#### WORK TO DO
The entries need to be copied exactly.
━━━━━━━━━━
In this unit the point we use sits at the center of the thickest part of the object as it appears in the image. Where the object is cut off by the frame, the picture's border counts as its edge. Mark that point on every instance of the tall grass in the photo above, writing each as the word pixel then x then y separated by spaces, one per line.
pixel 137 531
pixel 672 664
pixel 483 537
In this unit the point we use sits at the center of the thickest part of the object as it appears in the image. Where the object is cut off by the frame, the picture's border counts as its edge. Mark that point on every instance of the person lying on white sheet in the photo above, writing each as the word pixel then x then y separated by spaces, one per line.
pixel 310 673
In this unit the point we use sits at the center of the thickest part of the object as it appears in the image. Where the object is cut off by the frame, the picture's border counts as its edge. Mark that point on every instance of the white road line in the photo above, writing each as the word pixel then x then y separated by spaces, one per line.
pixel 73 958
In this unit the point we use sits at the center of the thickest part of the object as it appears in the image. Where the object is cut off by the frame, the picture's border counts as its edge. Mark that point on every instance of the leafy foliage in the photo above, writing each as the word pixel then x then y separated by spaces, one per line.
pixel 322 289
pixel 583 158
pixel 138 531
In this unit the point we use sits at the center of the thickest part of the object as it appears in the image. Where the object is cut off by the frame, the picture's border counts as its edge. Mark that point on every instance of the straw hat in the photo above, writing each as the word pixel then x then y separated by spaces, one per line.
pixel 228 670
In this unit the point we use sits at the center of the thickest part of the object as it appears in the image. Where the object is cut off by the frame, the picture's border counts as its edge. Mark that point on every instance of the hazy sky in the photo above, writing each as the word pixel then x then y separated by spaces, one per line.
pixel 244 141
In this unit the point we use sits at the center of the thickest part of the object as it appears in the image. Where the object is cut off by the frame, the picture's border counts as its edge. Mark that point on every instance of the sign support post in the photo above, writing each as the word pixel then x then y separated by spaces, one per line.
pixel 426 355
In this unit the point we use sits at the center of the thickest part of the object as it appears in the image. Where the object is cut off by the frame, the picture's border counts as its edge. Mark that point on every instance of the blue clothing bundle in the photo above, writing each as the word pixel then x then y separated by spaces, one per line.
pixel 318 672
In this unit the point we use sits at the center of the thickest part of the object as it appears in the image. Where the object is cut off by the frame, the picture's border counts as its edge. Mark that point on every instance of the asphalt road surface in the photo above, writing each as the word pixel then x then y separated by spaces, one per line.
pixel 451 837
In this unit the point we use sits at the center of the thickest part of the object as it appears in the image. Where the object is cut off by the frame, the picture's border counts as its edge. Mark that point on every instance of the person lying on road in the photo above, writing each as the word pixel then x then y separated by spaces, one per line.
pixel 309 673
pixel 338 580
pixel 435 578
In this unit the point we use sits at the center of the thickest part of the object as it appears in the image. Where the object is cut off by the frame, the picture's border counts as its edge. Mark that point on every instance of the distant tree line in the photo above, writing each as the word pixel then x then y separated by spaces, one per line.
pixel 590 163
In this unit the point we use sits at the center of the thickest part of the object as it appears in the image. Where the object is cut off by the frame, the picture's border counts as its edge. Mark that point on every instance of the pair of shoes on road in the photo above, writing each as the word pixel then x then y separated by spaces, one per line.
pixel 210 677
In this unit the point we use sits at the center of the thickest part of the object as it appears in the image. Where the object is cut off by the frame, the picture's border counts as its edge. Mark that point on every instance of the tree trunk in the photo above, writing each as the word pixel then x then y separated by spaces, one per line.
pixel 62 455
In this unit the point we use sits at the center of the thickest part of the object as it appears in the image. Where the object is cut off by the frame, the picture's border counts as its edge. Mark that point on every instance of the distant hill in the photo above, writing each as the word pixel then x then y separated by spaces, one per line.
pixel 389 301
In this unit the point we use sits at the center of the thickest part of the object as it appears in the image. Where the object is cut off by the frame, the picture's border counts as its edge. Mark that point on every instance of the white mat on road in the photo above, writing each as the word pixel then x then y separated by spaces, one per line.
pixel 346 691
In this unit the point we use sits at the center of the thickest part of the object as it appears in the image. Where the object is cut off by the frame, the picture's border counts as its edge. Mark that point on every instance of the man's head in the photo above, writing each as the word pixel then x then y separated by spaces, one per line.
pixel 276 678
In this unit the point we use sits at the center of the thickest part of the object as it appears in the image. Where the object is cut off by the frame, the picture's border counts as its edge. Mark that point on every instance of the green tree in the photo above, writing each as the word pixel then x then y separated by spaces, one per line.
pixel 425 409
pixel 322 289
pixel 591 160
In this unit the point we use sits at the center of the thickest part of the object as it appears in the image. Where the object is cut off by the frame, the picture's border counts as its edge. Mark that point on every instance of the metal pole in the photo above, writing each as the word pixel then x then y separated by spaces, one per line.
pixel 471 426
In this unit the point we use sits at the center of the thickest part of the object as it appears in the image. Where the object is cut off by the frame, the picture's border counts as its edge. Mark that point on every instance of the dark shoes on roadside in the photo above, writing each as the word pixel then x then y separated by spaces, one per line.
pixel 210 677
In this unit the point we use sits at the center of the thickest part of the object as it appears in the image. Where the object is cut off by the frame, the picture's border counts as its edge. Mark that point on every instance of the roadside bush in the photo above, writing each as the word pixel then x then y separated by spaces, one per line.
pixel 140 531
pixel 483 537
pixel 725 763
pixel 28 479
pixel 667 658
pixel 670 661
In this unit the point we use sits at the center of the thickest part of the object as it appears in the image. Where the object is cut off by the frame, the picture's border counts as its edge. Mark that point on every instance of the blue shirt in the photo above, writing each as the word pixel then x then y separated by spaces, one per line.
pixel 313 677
━━━━━━━━━━
#### RESULT OF THE TASK
In this unit the point we use sits at the center of the thickest part of the object as it appears in the image. Where the object is cut off by the frame, the picture's border counts as its edge. Mark that point on every instance of the tall grass in the photo above, writing each as the word pixel then x then y separated by spaces, one per line.
pixel 137 531
pixel 672 664
pixel 483 537
In this unit the point we use sits at the center of the thickest part of the object as it appears in the image. Where the object is cut off by the frame, the picture's border counts as its edge. Mark that point on every instance of the person lying on white sheet in the photo above, writing each as the word pixel then x then y separated by spaces, one per line.
pixel 310 673
In this unit the point we use sits at the center of the thickest part of the object as it appears in the image. Where the object is cut off by the frame, the picture's border counts as its edge. Mark that point on every instance of the white road line in the photo above, writing each as the word pixel then x then y separated by spaces, one per line.
pixel 73 958
In this unit the point we use sits at the center of the thickest part of the object as it appears in the image. Where the object is cut off by the frame, the picture's border counts as its edge. Mark that point on every instance of the leafy foliage in the photo above, writing each as the word pixel then x then y separated by spaces, one per line.
pixel 322 289
pixel 583 158
pixel 138 531
In this unit the point we use sits at the center of the thickest part of the object as it appears in the image. Where the object is cut off by the frame, the picture's border counts as its edge. Mark that point on every instance of the straw hat in the photo above, writing each as the word pixel then x then y separated by spaces, one per line.
pixel 228 670
In this unit the point we use sits at the center of the thickest part of the object as it appears in the image. Where the object is cut off by the frame, the picture's border counts as its edge. Mark that point on every instance of the hazy sky in the photo above, writing each as the word pixel then x then y separated by spaces, one per line.
pixel 244 141
In this unit the point we use sits at the center of the thickest part of the object as it appears in the image. Where the object is cut off by the frame, the picture's border counts as its edge. Mark that point on every instance of the sign support post in the photo above, writing each as the word pixel then x then y separated by spaces, one per line.
pixel 426 355
In this unit the point we use sits at the center of the thickest part of the object as it appears in the image. Where the object is cut off by the frame, the picture's border counts as its edge. Mark that point on every instance of the blue clothing bundle in the photo above, writing each as the word pixel then x then y separated by spaces, one per line.
pixel 318 672
In this unit the point we use sits at the center of the thickest part of the object as it appears in the image. Where the object is cut off by the frame, the picture's border counts as its edge. Mark that point on every instance of the asphalt road surface in the photo above, writing each as the word pixel then x then y separated by spaces, one per line.
pixel 451 837
In this unit the point we use sits at the center of the thickest part of the object as it appears in the image. Where the object is cut off by the frame, the picture's border counts as its edge. Mark that point on every instance of the person lying on road in the photo above, writing each as the word pixel then x then y separated by spaces, one per line.
pixel 309 673
pixel 338 580
pixel 435 578
In this unit the point we use sits at the center of the thickest part of the object as it appears in the image. Where the object is cut off by the frame, the picture's border counts as its edge. Mark that point on every instance of the distant tree line in the photo above, writing each as the word pixel then x then y separated by spaces, one per line.
pixel 590 163
In this unit the point we use sits at the center of the thickest part of the object as it appears in the image. Where the object is cut off by the frame, the picture's border counts as its edge. Mark that point on every instance of the pair of shoes on road in the photo above, writing each as the word pixel then x then y separated by spaces, one per line.
pixel 210 677
In this unit the point we use sits at the center of the thickest part of the object as it appears in the image. Where the object is cut off by the frame, the picture's border counts as its edge. Mark that point on every instance of the tree trunk in the photo above, writing each as the word pixel then x then y separated by spaces, one per line.
pixel 62 455
In this unit the point we use sits at the center of the thickest part of the object as it appears in the image. Where the object is cut off by the frame, the picture's border counts as its edge. Mark that point on every instance of the distant hill in the photo above, writing each as the word pixel then x then y separated by spaces, one per line.
pixel 389 301
In this unit the point we use sits at the center of the thickest part of the object as it appears in the image. Where the object is cut off by the frame, the picture's border counts as its edge. Mark that point on every instance of the white mat on road in the photo above, writing each as the word pixel then x then y separated by spaces, one per line.
pixel 346 691
In this unit the point we use sits at the center of the thickest part of the object as it appears in the image. Where the object is cut off by the frame, the picture's border counts as its edge. Mark that point on every instance of the man's head in the photo above, writing each as the word pixel then x then y separated by spaces, one per line.
pixel 276 678
In this unit the point we use sits at the center of the thickest part of the object as it appears in the image. Where the object is cut off by the frame, the picture's border counts as its edge. Mark that point on every instance of the green tree in the photo above, writing each as the word pixel then x then y separated by spaces, one per line.
pixel 425 409
pixel 322 289
pixel 591 160
In this unit the point we use sits at the center of the thickest part of the object as it appears in the image. Where the object is cut off by the frame, the picture's border counts as its edge. Mark that point on every instance of the metal pole in the photo above, writing each as the word pixel then x then y separated by spaces, one per line.
pixel 471 426
In this unit the point we use sits at the center of the thickest part of the object as it appears in the image. Where the object is cut off by the frame, the picture's border counts as its edge. Mark that point on every instance of the dark shoes on roadside in the photo above, writing each as the word pixel then x then y separated by spaces, one per line.
pixel 210 677
In this unit the point we use sits at the center of the thickest part of the object as it appears in the image. Where the object is cut off by the frame, the picture's border counts as its edge. Mark that point on every instance of the roadside bush in the photo above, writing each as the word pixel then x then y separated by spaces, one per line.
pixel 140 531
pixel 483 537
pixel 725 763
pixel 28 479
pixel 667 658
pixel 670 661
In this unit the point we use sits at the center of the thickest part of the object as it appears in the image. Where the object is cut off by the frame, the picture's border counts as its edge. Mark that point on every instance of the blue shirt in the photo above, writing each as the word pixel then x then y separated by spaces, one per line.
pixel 313 677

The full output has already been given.